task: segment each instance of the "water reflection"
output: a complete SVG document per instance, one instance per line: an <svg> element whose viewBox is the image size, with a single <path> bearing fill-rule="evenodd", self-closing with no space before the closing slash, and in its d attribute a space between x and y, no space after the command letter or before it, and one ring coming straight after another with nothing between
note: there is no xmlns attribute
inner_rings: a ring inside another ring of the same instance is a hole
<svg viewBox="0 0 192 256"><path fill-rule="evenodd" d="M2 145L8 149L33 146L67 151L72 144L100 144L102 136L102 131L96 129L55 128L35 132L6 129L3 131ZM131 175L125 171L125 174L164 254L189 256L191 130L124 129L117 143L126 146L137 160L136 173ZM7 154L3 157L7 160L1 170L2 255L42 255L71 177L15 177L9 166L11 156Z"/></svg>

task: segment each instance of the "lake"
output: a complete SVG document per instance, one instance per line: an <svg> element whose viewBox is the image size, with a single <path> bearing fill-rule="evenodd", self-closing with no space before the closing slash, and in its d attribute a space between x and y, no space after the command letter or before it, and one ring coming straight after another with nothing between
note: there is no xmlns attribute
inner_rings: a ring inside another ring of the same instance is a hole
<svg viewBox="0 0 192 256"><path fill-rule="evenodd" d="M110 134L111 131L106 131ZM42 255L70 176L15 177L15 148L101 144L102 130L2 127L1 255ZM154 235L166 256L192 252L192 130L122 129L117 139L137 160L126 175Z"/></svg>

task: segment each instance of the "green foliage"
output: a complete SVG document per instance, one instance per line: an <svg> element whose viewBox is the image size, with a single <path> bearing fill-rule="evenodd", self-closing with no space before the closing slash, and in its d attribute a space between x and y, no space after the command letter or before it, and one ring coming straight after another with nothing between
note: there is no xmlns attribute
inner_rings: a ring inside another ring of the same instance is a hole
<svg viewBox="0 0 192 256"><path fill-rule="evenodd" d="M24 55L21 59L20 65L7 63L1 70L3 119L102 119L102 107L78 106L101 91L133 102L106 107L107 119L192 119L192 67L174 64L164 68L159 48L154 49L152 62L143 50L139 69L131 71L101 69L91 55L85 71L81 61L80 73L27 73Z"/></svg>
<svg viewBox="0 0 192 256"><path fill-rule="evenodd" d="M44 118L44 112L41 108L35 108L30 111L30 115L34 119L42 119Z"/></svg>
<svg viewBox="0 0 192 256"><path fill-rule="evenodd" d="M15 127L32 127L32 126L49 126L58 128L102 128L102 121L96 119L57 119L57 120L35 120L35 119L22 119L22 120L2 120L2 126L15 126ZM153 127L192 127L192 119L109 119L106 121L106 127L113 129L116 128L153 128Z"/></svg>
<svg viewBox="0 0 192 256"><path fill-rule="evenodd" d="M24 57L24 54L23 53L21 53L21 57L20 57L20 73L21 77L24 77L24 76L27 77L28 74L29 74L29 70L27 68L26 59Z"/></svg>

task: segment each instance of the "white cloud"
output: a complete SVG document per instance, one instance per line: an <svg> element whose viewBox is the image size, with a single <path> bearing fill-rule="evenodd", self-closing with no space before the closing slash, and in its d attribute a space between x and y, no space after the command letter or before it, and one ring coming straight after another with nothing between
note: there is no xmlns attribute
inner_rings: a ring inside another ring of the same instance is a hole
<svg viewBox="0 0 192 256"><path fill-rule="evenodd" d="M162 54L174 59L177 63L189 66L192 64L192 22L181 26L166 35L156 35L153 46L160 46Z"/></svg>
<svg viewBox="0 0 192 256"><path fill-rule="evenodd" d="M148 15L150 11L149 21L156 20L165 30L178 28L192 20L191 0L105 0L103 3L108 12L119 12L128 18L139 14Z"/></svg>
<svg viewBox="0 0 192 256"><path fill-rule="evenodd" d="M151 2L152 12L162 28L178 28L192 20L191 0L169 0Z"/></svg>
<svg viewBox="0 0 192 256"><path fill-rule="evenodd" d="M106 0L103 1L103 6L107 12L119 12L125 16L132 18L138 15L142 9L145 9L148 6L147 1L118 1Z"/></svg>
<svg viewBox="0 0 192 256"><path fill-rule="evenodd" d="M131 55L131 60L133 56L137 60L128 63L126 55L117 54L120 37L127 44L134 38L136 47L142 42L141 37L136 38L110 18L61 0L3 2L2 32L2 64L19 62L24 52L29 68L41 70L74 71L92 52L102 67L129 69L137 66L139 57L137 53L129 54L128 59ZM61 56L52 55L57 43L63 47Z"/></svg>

**********

- **Work required**:
Can you copy the material from its first line up to and including the line containing "145L8 149L33 146L67", reproducing every line character for character?

- **Reply to the exercise**:
task: segment each instance of the "water reflection"
output: a complete SVG document per instance, one instance per line: an <svg> element whose viewBox is the image size, with a single <path> bearing fill-rule="evenodd", self-closing with no space before the closing slash, and in its d attribute a space between x and y, no space after the command letter or before it, and one ring coming straight after another with nothing between
note: there is no xmlns attribute
inner_rings: a ring inside another ring of the same instance is a hole
<svg viewBox="0 0 192 256"><path fill-rule="evenodd" d="M2 145L8 149L33 146L67 151L72 144L100 144L102 136L102 131L96 129L55 128L35 132L6 129L3 131ZM131 175L125 171L125 174L164 254L189 256L191 130L124 129L117 143L126 146L137 160L136 173ZM7 154L3 157L7 160L1 170L2 255L42 255L71 177L15 177L9 166L11 156Z"/></svg>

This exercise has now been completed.